→ Instructions to follow
An exact copy of the data below is required; return it in full.

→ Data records
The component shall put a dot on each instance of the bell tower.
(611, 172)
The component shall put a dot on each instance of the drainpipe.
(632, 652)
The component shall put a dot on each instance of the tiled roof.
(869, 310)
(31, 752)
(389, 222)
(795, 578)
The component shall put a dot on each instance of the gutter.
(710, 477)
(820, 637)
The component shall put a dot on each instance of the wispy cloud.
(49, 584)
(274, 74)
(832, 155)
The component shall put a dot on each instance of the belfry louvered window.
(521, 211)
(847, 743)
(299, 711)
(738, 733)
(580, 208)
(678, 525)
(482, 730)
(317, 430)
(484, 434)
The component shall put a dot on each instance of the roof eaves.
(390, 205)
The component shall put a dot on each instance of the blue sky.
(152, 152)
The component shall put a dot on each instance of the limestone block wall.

→ Expected answer
The component shall put a dot on each instance of the bell tower.
(611, 172)
The component shall put a dot on each instance of the drainpipe.
(632, 652)
The component shall put a dot on each instance of the tiled roof.
(869, 310)
(31, 752)
(389, 222)
(795, 578)
The component shall put a dot on each instance of the gutter.
(710, 477)
(820, 637)
The component shall put a dot on each instance of the wispy cloud.
(49, 584)
(274, 74)
(832, 155)
The component shall put a dot on each instance of the belfry louvered window.
(521, 211)
(847, 743)
(299, 711)
(738, 733)
(580, 208)
(678, 525)
(482, 730)
(317, 430)
(484, 434)
The component shall put a dot on each instance of the roof eaves.
(390, 205)
The component shall put a dot on each instance of the blue sky.
(152, 152)
The component shall put a dot on each instance of the limestone block wall.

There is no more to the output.